__Study text__:

PUBLICATION
Folic acid-nanoscale gadolinium-porphyrin metal-organic frameworks: fluorescence and magnetic resonance dual-modality imaging and photodynamic therapy in hepatocellular carcinoma
- Authors
- Chen, Y., Liu, W., Shang, Y., Cao, P., Cui, J., Li, Z., Yin, X., Li, Y.
- ID
- ZDB-PUB-181228-5
- Date
- 2018
- Source
- International Journal of Nanomedicine 14: 57-74 (Journal)
- Registered Authors
- Keywords
- dual-modality imaging, folic acid, hepatocellular carcinoma, nanoscale gadolinium-porphyrin metal-organic frameworks, photodynamic therapy
- MeSH Terms
-
- Animals
- Carcinoma, Hepatocellular/drug therapy*
- Carcinoma, Hepatocellular/pathology
- Cell Death
- Cell Survival/drug effects
- Embryo, Nonmammalian/drug effects
- Fluorescence
- Folic Acid/chemistry*
- Folic Acid/therapeutic use*
- Gadolinium/chemistry*
- Hep G2 Cells
- Humans
- Liver Neoplasms/drug therapy*
- Liver Neoplasms/pathology
- Magnetic Resonance Imaging*
- Metal-Organic Frameworks/chemical synthesis
- Metal-Organic Frameworks/chemistry*
- Nanoparticles/chemistry
- Nanoparticles/ultrastructure
- Photochemotherapy*
- Time-Lapse Imaging
- Zebrafish/embryology
- PubMed
- 30587985 Full text @ Int. J. Nanomedicine
Citation
Chen, Y., Liu, W., Shang, Y., Cao, P., Cui, J., Li, Z., Yin, X., Li, Y. (2018) Folic acid-nanoscale gadolinium-porphyrin metal-organic frameworks: fluorescence and magnetic resonance dual-modality imaging and photodynamic therapy in hepatocellular carcinoma. International Journal of Nanomedicine. 14:57-74.

Dataset entries
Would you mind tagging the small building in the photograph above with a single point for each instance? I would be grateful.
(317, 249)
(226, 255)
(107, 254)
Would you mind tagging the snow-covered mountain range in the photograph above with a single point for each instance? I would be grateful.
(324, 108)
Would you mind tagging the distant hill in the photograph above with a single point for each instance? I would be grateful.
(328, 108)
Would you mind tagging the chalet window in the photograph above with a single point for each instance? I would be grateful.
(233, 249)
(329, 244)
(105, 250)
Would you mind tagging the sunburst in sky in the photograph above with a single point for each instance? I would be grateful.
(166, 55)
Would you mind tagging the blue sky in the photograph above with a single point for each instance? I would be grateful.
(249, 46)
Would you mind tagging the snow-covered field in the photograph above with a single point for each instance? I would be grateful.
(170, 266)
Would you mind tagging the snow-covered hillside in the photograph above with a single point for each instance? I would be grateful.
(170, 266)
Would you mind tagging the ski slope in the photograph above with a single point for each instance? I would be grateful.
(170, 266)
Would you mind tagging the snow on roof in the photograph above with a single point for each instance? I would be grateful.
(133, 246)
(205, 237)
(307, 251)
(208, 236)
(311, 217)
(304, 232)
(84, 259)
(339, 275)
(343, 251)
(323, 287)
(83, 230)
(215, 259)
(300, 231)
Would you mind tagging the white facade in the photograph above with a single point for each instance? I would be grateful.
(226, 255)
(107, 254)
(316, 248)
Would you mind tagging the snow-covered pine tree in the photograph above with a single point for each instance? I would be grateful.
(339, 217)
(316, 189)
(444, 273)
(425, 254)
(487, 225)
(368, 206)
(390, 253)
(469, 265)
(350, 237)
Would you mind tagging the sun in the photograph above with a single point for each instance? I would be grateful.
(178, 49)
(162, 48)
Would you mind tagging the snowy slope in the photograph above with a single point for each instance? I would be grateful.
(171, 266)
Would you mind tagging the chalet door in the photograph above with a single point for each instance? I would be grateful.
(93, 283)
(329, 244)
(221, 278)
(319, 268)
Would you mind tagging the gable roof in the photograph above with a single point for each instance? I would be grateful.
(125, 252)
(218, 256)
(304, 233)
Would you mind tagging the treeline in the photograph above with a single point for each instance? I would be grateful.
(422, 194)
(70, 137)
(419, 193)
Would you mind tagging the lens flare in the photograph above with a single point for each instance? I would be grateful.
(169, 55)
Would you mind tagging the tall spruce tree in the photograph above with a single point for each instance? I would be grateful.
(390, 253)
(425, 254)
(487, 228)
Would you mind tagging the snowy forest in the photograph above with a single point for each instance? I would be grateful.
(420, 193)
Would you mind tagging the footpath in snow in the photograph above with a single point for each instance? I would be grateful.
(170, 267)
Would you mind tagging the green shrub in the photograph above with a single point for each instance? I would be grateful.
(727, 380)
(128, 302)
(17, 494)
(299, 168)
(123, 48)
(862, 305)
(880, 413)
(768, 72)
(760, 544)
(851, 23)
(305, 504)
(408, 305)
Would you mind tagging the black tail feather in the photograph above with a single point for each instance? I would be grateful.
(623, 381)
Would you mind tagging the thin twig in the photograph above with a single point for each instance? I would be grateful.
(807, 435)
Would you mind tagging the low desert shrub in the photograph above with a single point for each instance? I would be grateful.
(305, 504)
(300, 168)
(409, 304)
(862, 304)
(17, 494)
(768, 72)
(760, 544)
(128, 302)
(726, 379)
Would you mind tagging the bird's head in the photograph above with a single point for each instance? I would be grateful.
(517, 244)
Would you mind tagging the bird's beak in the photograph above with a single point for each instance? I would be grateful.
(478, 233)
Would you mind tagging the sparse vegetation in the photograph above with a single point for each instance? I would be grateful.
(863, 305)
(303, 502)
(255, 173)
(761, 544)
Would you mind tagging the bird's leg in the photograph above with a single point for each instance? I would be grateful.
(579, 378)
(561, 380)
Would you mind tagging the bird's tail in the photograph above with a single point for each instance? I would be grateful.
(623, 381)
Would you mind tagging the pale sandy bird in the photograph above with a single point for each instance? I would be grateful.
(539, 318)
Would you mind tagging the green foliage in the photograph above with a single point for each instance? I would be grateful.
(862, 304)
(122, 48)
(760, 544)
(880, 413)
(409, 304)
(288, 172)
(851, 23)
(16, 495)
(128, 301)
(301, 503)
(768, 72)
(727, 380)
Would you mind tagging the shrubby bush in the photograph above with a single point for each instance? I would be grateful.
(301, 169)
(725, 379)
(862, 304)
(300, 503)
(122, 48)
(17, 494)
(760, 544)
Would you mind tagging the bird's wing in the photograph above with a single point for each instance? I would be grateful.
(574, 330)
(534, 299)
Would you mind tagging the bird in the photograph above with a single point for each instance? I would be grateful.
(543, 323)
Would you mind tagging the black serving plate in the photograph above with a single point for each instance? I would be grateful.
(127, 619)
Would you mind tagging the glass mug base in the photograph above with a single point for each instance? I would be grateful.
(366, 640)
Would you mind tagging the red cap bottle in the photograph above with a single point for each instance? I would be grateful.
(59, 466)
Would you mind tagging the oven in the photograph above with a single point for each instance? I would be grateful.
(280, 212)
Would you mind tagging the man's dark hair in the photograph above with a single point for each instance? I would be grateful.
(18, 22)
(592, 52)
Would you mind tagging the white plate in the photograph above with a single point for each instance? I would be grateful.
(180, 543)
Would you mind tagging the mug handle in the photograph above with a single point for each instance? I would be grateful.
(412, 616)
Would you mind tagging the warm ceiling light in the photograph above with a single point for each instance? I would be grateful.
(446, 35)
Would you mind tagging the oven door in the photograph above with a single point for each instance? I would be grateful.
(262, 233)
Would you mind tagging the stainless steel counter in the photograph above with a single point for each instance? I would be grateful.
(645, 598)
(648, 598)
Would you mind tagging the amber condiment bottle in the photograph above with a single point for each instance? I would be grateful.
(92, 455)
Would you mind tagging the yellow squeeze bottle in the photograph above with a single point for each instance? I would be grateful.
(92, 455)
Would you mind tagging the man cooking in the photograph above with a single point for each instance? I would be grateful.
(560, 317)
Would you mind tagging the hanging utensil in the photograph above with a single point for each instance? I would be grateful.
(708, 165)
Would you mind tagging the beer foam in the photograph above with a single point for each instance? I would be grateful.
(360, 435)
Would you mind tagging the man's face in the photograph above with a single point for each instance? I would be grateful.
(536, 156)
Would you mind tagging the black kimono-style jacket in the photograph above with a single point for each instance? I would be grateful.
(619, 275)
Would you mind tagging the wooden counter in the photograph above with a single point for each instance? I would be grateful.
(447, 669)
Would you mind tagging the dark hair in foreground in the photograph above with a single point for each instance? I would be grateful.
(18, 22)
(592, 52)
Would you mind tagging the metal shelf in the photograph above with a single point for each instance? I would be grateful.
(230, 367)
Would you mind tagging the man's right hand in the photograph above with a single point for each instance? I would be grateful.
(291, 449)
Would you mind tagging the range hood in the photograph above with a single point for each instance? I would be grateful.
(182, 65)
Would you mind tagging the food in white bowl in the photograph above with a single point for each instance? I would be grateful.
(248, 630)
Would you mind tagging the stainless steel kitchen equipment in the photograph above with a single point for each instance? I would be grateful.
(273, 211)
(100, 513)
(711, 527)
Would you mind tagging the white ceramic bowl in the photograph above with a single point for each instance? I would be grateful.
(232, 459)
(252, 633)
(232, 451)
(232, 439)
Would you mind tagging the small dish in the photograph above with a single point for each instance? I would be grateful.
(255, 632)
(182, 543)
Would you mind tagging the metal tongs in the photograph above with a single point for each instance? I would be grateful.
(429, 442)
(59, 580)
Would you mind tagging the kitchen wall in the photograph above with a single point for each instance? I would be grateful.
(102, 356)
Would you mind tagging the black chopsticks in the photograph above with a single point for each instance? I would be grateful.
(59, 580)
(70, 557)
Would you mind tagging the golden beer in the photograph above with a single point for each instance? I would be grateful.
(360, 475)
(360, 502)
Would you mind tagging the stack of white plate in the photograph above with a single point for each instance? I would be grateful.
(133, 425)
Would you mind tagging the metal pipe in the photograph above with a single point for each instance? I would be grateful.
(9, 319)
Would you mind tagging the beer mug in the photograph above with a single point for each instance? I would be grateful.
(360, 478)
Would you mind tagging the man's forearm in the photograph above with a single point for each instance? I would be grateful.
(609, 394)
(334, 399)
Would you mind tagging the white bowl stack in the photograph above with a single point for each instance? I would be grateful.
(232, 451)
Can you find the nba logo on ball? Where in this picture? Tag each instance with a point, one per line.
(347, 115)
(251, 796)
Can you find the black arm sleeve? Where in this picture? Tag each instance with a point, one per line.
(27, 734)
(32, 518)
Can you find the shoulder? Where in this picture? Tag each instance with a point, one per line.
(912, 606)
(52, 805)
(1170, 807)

__Task to complete__:
Please set down the portion of the publication record above starting at "PUBLICATION" and ending at "14: 57-74 (Journal)", copied word for word.

__Task response__:
PUBLICATION
Folic acid-nanoscale gadolinium-porphyrin metal-organic frameworks: fluorescence and magnetic resonance dual-modality imaging and photodynamic therapy in hepatocellular carcinoma
- Authors
- Chen, Y., Liu, W., Shang, Y., Cao, P., Cui, J., Li, Z., Yin, X., Li, Y.
- ID
- ZDB-PUB-181228-5
- Date
- 2018
- Source
- International Journal of Nanomedicine 14: 57-74 (Journal)